Provided entries
▼
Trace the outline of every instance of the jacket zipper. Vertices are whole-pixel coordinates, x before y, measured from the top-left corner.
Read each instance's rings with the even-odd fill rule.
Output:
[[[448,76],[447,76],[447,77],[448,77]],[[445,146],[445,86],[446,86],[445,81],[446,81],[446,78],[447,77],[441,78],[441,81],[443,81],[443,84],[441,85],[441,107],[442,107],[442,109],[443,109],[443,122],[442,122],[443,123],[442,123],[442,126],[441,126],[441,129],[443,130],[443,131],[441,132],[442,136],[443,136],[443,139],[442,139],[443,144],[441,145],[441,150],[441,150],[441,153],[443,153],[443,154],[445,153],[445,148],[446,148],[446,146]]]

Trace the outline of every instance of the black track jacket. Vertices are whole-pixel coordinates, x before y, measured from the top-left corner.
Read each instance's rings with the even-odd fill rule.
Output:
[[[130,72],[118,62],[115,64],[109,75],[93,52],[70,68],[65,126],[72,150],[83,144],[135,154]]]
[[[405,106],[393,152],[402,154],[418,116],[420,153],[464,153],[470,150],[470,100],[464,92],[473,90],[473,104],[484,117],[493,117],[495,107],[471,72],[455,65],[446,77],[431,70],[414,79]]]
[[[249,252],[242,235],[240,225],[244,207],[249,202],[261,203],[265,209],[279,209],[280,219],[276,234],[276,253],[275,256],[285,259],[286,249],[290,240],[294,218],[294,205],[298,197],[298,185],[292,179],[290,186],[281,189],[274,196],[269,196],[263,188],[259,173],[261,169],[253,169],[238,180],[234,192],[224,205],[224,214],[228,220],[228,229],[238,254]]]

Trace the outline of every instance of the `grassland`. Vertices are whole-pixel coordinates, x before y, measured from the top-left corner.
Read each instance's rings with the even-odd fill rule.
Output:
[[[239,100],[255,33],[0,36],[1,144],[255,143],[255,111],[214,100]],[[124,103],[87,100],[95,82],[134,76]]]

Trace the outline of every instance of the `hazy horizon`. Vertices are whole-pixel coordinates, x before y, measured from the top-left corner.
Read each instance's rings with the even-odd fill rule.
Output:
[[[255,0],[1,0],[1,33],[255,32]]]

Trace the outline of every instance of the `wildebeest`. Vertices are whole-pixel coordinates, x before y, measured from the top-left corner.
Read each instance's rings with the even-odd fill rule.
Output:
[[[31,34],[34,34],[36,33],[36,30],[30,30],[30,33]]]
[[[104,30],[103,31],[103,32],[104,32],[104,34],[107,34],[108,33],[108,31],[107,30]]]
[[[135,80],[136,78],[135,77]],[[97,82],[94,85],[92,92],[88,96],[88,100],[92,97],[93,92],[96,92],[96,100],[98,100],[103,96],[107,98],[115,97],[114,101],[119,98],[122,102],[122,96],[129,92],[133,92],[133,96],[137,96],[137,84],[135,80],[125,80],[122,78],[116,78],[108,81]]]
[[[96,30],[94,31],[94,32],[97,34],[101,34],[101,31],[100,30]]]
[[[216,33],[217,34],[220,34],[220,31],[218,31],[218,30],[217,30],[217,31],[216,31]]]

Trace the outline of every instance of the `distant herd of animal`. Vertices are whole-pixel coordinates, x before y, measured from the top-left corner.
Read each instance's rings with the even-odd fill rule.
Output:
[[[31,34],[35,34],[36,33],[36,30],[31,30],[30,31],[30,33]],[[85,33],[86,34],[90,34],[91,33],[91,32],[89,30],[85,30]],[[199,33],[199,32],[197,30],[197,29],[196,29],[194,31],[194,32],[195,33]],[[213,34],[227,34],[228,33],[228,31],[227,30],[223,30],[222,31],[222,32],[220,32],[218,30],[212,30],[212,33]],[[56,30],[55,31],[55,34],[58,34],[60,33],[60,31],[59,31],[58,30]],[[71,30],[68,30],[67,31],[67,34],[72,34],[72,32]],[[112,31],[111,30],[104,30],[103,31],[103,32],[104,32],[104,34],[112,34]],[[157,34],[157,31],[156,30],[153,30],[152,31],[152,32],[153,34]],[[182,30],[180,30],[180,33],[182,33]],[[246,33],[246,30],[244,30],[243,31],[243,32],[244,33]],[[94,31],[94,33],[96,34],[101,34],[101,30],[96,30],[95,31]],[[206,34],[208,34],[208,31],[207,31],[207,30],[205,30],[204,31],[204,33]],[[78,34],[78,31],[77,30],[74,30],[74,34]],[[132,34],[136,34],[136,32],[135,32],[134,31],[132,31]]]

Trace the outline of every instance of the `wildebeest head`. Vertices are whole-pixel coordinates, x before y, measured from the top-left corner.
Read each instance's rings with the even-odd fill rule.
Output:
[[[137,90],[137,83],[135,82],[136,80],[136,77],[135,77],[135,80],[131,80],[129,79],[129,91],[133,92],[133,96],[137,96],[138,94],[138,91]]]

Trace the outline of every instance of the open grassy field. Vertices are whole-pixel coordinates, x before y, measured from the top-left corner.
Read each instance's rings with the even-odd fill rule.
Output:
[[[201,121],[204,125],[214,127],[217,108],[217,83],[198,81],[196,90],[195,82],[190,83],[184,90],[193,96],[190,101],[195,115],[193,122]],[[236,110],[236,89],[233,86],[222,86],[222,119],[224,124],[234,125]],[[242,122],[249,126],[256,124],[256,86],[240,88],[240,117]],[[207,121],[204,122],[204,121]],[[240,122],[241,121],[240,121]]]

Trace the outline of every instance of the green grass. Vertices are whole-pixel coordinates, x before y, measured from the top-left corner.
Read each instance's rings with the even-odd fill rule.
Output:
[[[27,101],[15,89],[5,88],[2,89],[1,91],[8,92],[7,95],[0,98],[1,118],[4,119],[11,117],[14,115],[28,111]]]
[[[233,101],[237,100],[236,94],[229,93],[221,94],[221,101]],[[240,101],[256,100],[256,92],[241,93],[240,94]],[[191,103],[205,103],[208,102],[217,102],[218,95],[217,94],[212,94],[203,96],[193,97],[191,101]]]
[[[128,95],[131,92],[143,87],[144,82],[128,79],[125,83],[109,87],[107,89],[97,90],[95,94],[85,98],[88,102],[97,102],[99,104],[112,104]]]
▲
Directive
Find every line of the items above that contains the string "wildebeest", matching case exactly, and copy each of those lines.

Task result
Trace the outline of every instance of the `wildebeest`. Vertices are whole-pixel coordinates, x before y, measured from the top-left corner.
Trace the outline of every instance of the `wildebeest head`. Vertices are whole-pixel coordinates, x before y, measured from the top-left corner.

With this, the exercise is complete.